── Texte extrait ──

Après le dense « Memorandum Fuller », Charles Stross balance son héros dans un week-end cauchemardesque en grande banlieue rurale. On le sent écumant de joie perverse de s’emparer de l’image de la licorne, tellement affadie et « glamourisée » par la société de consommation, pour un refaire un monstre. Et un monstre à sa sauce, c’est-à-dire capable de provoquer l’extinction de l’Homme.
On mettra donc cet exercice fort sympathique en relation avec l’excellent cru de l’anthologie des Imaginales « Trolls et Licornes »
Aidé par un gars du cru, Bob doit donc démêler un sac de nœuds, sans trop en révéler à qui n’est pas habilité, ou ne détenant pas la stabilité mentale pour encaisser la vérité. Son relais local le conduit dans un élevage spécialisé dans les chevaux de grande taille, destiné à la police montée. L’agressivité du chef de la police, à qui on veut retirer des bêtes de plus en plus difficiles à dresser (et surtout trop coûteuses à gérer par rapport à des véhicules mécaniques) n’a pas l’air claire. L’éleveuse, descendante d’une grande famille du coin, en dit moins long qu’elle n’en sait, Bob en jurerait.

───
── Données fournies ──

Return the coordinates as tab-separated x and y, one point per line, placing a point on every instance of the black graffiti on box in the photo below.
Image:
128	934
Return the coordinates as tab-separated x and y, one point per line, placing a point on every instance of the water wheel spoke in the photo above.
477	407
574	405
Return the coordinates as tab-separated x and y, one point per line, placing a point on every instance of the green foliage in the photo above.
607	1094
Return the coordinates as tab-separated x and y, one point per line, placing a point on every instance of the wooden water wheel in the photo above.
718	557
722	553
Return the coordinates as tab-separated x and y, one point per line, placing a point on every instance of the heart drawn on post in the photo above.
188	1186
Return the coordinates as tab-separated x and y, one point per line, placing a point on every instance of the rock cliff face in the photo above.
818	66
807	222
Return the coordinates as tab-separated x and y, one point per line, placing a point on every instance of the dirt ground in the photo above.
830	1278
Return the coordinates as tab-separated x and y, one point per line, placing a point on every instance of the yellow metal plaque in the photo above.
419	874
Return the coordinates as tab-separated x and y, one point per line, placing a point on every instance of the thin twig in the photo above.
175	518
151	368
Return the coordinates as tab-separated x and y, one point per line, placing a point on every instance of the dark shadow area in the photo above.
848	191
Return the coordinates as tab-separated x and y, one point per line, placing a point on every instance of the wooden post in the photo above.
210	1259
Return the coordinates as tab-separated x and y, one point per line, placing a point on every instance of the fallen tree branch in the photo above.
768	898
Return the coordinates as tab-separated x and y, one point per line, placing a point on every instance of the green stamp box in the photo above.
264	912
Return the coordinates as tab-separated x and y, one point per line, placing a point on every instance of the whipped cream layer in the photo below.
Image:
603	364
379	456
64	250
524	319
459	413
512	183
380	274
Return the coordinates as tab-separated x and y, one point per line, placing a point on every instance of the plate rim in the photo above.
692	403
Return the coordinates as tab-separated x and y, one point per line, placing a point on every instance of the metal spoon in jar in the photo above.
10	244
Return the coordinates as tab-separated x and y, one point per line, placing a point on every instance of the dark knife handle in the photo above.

───

#### Travail demandé:
(a) Mettez à jour le passage de la critique allant de « Aidé par un » jusqu'à « Bob en jurerait. », en substituant « haras » à « élevage ».
(b) D'après la critique, où Bob est-il conduit par son relais local ?

#### Réponses par tâche:
(a)
Aidé par un gars du cru, Bob doit donc démêler un sac de nœuds, sans trop en révéler à qui n’est pas habilité, ou ne détenant pas la stabilité mentale pour encaisser la vérité. Son relais local le conduit dans un haras spécialisé dans les chevaux de grande taille, destiné à la police montée. L’agressivité du chef de la police, à qui on veut retirer des bêtes de plus en plus difficiles à dresser (et surtout trop coûteuses à gérer par rapport à des véhicules mécaniques) n’a pas l’air claire. L’éleveuse, descendante d’une grande famille du coin, en dit moins long qu’elle n’en sait, Bob en jurerait.

(b) Dans un élevage spécialisé dans les chevaux de grande taille, destiné à la police montée.